▸ Given request:
Extract every line of the records that contains the string "lanyard".

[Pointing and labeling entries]
= = = =
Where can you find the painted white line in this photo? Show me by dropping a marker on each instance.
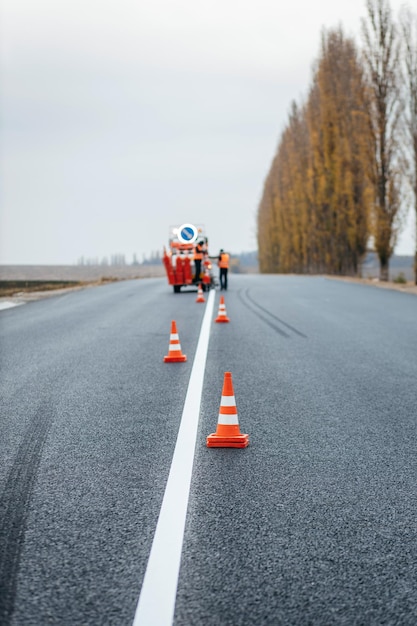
(156, 603)
(7, 304)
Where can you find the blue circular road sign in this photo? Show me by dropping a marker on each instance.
(187, 233)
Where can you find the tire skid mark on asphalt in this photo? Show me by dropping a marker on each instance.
(253, 304)
(261, 317)
(15, 502)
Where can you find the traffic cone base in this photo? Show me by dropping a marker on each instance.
(228, 434)
(174, 352)
(175, 359)
(237, 441)
(222, 315)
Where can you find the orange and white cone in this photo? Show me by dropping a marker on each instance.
(200, 296)
(228, 434)
(174, 352)
(222, 315)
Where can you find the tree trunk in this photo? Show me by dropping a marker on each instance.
(415, 267)
(384, 269)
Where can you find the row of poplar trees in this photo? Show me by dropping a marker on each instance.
(346, 163)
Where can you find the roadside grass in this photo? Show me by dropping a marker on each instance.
(16, 287)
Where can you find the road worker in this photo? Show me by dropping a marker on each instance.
(223, 263)
(199, 251)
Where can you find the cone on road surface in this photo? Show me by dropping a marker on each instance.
(174, 352)
(222, 315)
(228, 434)
(200, 296)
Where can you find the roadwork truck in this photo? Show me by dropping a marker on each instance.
(186, 244)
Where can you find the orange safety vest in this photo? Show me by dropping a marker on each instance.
(224, 260)
(199, 252)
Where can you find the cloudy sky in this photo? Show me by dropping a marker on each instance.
(122, 118)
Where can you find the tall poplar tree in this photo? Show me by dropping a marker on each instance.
(382, 62)
(409, 37)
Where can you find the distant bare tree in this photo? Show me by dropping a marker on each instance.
(382, 62)
(408, 22)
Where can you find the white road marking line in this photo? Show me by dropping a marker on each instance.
(156, 603)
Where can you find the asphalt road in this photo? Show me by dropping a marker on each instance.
(314, 523)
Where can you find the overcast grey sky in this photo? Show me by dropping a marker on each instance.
(121, 118)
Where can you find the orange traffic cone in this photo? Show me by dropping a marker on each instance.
(174, 352)
(227, 434)
(200, 296)
(222, 315)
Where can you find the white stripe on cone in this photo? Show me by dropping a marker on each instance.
(228, 420)
(228, 401)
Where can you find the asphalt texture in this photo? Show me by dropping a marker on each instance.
(314, 523)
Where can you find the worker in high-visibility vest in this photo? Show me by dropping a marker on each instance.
(199, 252)
(223, 263)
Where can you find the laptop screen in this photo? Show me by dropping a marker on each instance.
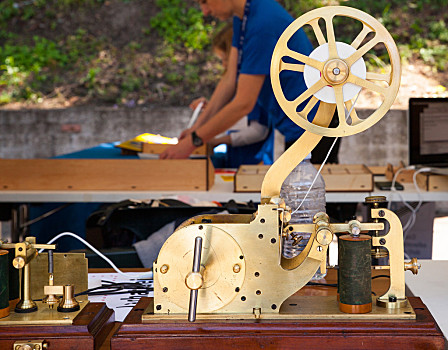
(428, 131)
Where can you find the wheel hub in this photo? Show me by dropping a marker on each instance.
(336, 71)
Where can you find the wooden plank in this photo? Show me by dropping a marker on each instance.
(105, 174)
(420, 333)
(154, 148)
(337, 177)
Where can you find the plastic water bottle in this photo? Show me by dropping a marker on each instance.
(293, 191)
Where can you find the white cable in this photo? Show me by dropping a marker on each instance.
(195, 114)
(146, 275)
(325, 160)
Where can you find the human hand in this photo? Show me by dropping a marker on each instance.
(196, 102)
(185, 133)
(180, 151)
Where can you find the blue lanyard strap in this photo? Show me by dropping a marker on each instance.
(242, 35)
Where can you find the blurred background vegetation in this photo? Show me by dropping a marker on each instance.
(59, 53)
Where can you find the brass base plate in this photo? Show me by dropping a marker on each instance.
(297, 307)
(43, 316)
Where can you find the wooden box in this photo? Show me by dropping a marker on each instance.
(347, 177)
(249, 178)
(420, 333)
(406, 176)
(106, 174)
(425, 181)
(437, 183)
(337, 177)
(88, 330)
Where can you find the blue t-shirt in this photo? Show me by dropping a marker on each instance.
(265, 23)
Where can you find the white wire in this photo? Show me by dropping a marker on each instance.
(325, 160)
(413, 211)
(147, 275)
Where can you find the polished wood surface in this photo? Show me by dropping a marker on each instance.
(422, 333)
(88, 331)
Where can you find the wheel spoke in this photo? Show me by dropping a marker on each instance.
(317, 31)
(305, 59)
(340, 106)
(379, 77)
(309, 106)
(291, 66)
(366, 84)
(362, 51)
(308, 93)
(332, 51)
(361, 36)
(353, 114)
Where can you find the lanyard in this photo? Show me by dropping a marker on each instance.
(242, 35)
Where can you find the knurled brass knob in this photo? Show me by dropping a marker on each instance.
(18, 262)
(194, 280)
(412, 266)
(324, 236)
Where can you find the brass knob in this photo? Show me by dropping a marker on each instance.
(412, 265)
(18, 262)
(194, 280)
(296, 238)
(324, 236)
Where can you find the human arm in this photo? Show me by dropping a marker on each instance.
(197, 101)
(247, 91)
(254, 132)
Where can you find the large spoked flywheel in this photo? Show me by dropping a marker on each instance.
(335, 72)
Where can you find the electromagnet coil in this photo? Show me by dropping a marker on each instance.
(355, 276)
(4, 284)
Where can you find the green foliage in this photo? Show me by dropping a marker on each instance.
(181, 25)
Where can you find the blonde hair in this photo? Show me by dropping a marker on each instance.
(223, 39)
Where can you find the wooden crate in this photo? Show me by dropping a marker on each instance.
(337, 177)
(249, 178)
(106, 174)
(406, 176)
(347, 177)
(436, 183)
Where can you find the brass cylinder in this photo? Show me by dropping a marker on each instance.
(355, 276)
(68, 302)
(4, 283)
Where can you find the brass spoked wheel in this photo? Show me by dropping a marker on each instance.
(335, 72)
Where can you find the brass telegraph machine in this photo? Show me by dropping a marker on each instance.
(217, 267)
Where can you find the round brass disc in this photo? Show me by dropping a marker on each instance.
(220, 253)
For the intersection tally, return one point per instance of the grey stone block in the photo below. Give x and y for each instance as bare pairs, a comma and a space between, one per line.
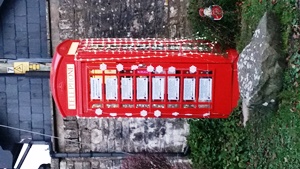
48, 131
46, 87
43, 23
22, 52
25, 135
36, 94
9, 31
34, 46
20, 7
11, 80
33, 15
24, 98
71, 134
37, 109
3, 117
2, 84
23, 84
37, 81
9, 17
38, 136
25, 113
26, 125
21, 23
37, 101
12, 91
37, 120
46, 102
34, 31
14, 135
44, 48
32, 3
46, 95
1, 50
3, 103
47, 115
12, 106
42, 7
9, 49
13, 119
9, 56
34, 55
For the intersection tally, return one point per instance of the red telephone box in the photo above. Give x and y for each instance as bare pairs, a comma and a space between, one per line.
144, 78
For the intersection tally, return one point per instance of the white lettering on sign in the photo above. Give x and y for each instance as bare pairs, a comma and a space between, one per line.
205, 89
142, 88
189, 89
73, 48
126, 86
158, 88
96, 88
111, 88
10, 70
173, 88
71, 86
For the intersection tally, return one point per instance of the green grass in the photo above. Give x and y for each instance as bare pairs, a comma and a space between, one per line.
271, 139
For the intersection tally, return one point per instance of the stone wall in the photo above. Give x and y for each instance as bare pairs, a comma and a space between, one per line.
74, 19
125, 135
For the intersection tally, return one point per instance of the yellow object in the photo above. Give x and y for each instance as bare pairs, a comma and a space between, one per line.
21, 67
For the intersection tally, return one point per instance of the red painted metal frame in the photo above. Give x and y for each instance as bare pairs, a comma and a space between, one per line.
93, 52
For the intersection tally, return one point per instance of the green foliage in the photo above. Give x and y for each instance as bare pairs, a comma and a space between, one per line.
224, 31
218, 143
271, 139
253, 10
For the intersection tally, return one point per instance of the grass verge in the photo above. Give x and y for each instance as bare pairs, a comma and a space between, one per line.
272, 139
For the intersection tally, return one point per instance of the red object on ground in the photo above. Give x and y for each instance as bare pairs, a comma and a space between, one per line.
214, 12
144, 78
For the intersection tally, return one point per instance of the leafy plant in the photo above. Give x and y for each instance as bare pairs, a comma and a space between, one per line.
218, 143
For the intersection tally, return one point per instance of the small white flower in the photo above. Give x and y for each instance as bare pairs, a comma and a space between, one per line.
128, 114
113, 114
193, 69
103, 66
98, 112
144, 113
157, 113
134, 67
159, 69
265, 104
206, 114
175, 114
150, 68
120, 67
171, 69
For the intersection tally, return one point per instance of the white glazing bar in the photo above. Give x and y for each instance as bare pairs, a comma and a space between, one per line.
96, 88
158, 88
189, 89
205, 89
142, 88
173, 88
111, 88
126, 88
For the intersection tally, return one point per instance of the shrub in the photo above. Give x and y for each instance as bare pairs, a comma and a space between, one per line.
218, 143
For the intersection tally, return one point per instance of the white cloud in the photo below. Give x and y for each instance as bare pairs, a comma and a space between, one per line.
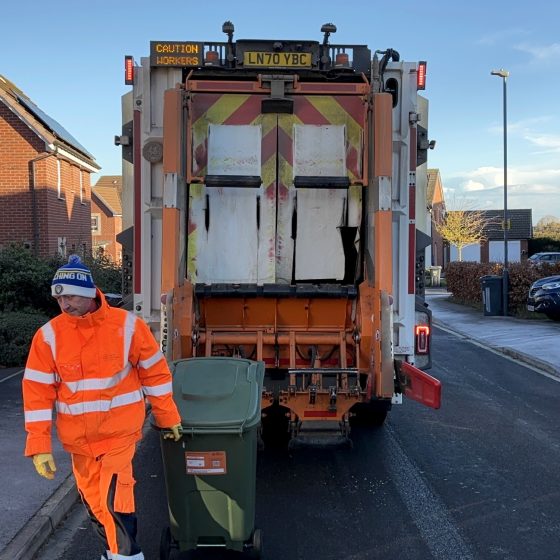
= = = =
▸ Solution:
Where can you find the blue lanyard strap in this photo? Show me by dropping a marker on each instance.
Where can you find the lanyard in this photo? Show me by dropping a marker on each instance.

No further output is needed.